>>>

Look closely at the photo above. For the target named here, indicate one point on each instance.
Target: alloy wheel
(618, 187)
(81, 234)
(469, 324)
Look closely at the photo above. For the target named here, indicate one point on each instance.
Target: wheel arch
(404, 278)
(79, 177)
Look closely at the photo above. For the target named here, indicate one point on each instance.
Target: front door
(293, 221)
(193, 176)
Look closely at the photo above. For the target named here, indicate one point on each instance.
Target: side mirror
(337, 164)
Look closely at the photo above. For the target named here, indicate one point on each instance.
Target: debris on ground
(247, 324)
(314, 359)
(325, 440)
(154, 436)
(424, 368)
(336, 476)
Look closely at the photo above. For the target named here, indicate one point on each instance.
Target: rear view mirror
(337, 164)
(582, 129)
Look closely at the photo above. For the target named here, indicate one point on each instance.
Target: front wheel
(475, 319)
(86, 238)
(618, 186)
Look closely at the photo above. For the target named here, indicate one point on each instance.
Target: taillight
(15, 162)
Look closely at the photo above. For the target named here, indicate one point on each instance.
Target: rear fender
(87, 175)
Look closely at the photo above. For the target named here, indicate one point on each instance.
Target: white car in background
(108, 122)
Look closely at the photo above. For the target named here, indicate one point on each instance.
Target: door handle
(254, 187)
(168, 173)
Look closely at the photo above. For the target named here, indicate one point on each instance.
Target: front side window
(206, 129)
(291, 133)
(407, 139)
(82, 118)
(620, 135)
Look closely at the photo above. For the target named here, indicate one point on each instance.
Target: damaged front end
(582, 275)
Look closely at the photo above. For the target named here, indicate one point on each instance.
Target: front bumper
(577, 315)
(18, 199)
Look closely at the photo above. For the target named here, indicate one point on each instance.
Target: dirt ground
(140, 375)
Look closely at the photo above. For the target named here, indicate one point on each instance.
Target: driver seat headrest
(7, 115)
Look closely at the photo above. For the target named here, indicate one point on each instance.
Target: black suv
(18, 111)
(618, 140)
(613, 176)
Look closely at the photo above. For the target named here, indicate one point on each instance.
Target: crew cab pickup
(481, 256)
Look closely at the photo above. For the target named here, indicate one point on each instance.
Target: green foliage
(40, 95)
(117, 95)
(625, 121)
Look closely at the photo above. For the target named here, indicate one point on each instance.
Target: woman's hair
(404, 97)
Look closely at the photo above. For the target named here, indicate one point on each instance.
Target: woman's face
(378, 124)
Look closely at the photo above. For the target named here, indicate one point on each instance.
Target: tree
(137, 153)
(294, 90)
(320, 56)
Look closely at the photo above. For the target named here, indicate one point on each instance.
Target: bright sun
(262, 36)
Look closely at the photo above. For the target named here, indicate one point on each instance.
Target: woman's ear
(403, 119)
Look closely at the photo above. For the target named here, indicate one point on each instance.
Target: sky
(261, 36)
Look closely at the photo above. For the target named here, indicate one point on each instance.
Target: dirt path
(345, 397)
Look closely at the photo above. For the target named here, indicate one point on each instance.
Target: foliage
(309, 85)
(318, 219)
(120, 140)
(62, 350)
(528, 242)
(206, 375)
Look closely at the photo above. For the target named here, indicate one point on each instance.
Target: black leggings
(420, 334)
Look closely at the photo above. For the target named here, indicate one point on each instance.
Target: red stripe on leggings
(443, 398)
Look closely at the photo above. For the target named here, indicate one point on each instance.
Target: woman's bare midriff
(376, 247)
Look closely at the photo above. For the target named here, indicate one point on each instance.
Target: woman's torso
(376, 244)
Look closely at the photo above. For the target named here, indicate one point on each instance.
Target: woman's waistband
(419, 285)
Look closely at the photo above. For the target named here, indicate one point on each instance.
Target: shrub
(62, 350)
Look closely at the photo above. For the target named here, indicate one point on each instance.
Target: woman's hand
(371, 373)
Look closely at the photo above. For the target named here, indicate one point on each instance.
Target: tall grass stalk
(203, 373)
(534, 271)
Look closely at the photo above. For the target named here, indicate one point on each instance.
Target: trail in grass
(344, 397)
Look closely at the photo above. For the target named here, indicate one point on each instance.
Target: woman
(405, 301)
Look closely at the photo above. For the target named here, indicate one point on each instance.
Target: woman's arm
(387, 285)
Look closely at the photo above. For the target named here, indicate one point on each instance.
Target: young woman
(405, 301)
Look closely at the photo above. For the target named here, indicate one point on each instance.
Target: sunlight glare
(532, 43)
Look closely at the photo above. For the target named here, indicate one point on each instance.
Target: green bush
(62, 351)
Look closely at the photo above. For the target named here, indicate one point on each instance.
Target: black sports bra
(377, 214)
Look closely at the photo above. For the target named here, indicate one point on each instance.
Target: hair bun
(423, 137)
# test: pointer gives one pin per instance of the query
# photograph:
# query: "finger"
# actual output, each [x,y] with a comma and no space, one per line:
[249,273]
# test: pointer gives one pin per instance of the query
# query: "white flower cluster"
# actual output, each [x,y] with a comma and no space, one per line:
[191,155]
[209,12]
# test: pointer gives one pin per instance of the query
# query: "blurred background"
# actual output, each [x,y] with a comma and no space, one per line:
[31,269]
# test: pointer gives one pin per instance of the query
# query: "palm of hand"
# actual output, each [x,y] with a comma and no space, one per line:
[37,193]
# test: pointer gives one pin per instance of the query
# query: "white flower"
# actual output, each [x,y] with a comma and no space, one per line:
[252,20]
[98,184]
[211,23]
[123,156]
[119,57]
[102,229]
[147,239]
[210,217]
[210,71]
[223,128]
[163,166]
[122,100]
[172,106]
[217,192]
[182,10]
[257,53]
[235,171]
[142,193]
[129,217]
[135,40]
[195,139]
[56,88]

<<<

Each entry above needs to be output exactly.

• Exercise output:
Look closely at the photo above. For the target named here, indicate one point on each instance.
Target: alloy wheel
(618, 187)
(81, 234)
(469, 324)
Look closely at the photo above. For the target named here, indicate one point on each instance.
Target: wheel arch
(404, 278)
(79, 177)
Look closely at the photo above. For the target named here, indicate one point on each instance.
Target: front door
(293, 221)
(193, 176)
Look closely at the photo above. For the target named here, indicate one point on each instance.
Target: side mirror
(337, 164)
Look closely at the photo above. For the target named here, indicate one point on each instance.
Target: debris on ground
(247, 324)
(314, 359)
(325, 440)
(154, 436)
(424, 368)
(336, 476)
Look closely at the photo above. For the target named here, indicate one point on each instance.
Target: rear view mirror
(337, 164)
(582, 129)
Look closely at the photo above. For the target named here, indicate one point on each instance.
Target: front wheel
(475, 319)
(86, 238)
(618, 186)
Look closely at the photo above. For the target named here, indicate one point on each instance.
Target: taillight
(15, 162)
Look closely at the photo above. For the target named here, indicate one point on each instance.
Target: rear fender
(87, 175)
Look closely at the photo above. For the target named here, indicate one point on each instance.
Target: white car in background
(108, 122)
Look closely at the photo above. For the target named here, indicate one point on each instance.
Target: door handle
(254, 187)
(168, 173)
Look closely at the photo above. For the target named here, indicate one point on each instance.
Target: front side window
(206, 129)
(291, 133)
(407, 139)
(82, 118)
(620, 135)
Look closely at the photo above. For the target named here, indicate one point on each instance.
Target: damaged front end
(582, 275)
Look closely at the photo above. For the target named here, indicate one point on each instance.
Target: front bumper
(577, 315)
(18, 199)
Look closely at the photo above. For the target named here, indicate one point on each instance.
Target: dirt ground
(140, 375)
Look closely at the photo above. For the target named here, indicate one point on each instance.
Target: driver seat headrest
(7, 115)
Look closely at the photo above. For the target named here, indicate one point on each instance.
Target: black suv
(18, 111)
(618, 140)
(613, 176)
Look closely at the photo above. For the target named here, indicate one point on each instance.
Target: crew cab pickup
(481, 256)
Look closely at the photo above. For the target named here, indicate one point on each instance.
Target: green foliage
(40, 95)
(117, 95)
(625, 121)
Look closely at the photo above. For the target named here, indicate one point on each instance.
Target: woman's hair
(404, 97)
Look closely at the photo above. For the target named here, indicate one point on each instance.
Target: woman's face
(378, 124)
Look closely at the photo above. For the target named here, indicate one point on each instance.
Target: tree
(137, 153)
(294, 90)
(320, 56)
Look closely at the photo above. For the target named here, indicate one point on each instance.
Target: bright sun
(262, 36)
Look closely at the photo above. For the target named here, indicate one point on each instance.
Target: woman's ear
(403, 119)
Look closely at the photo above. For the target named here, indicate one point on each instance.
Target: sky
(261, 36)
Look closely at the photo above. For the target named here, indicate one point on each instance.
Target: dirt path
(345, 397)
Look closely at the photo above. For the target named here, indicate one point on each instance.
Target: foliage
(309, 85)
(318, 219)
(120, 140)
(62, 350)
(528, 242)
(206, 375)
Look closely at the photo above. For the target named here, indicate one point on each instance.
Target: black leggings
(420, 334)
Look closely at the photo above. For the target named here, indicate one point on each instance.
Target: red stripe on leggings
(443, 398)
Look closely at the photo above. For the target named here, indicate one point on each instance.
Target: woman's bare midriff
(376, 247)
Look closely at the photo above. For the target named here, indicate one point on each instance.
Target: woman's torso
(376, 244)
Look closely at the photo above. For the target named here, indicate one point on each instance.
Target: woman's waistband
(419, 285)
Look closely at the photo above. For the target named here, indicate one point on each instance.
Target: shrub
(62, 350)
Look closely at the photo above. For the target named here, indicate one point on each instance.
Target: woman's hand
(371, 373)
Look closely at the photo above. For the target named here, indicate one point on each instance.
Target: tall grass stalk
(203, 373)
(534, 271)
Look closely at the photo above. For the target named here, indicate one point on each instance.
Target: trail in grass
(344, 397)
Look closely at the photo above. For the target named here, indicate one point on each instance.
Target: woman
(405, 301)
Look closely at the photo above. For the target named here, indicate one point on each instance.
Target: woman's arm
(387, 285)
Look closely at the photo above. For the target named here, indicate one point on each instance.
Target: young woman
(405, 301)
Look closely at the photo above. For the target named here, indicate one point on each instance.
Target: sunlight glare
(532, 43)
Look closely at the photo above. For the target named here, indicate one point on each instance.
Target: green bush
(62, 351)
Look closely at the photo above. For the target named here, indicate one point on each instance.
Target: black sports bra
(377, 214)
Look closely at the photo above. For the target named here, indicate one point on each instance.
Target: hair bun
(423, 137)
# test: pointer gives one pin per instance of the query
# photograph:
# query: "finger"
# actual output, each [x,y] with a comma and no space, one per line:
[249,273]
# test: pointer gives one pin per instance of the query
# query: "white flower cluster"
# actual output, each [x,y] with a comma and no space, one per line:
[191,155]
[209,12]
# test: pointer gives one pin per instance of the query
# query: "blurred background"
# actual output, each [x,y] with a comma and no space, one per line:
[31,269]
# test: pointer gives one pin per instance of the query
# query: "palm of hand"
# actual output, each [x,y] with a comma and no space, one per line:
[37,193]
# test: pointer gives one pin per instance of the query
# query: "white flower"
# actual output, each [x,y] with a comma and no space, one per line:
[252,20]
[98,184]
[211,23]
[123,156]
[119,57]
[102,229]
[147,239]
[210,217]
[210,71]
[223,128]
[163,166]
[122,100]
[172,106]
[217,192]
[182,10]
[257,53]
[235,171]
[142,193]
[129,217]
[135,40]
[195,139]
[56,88]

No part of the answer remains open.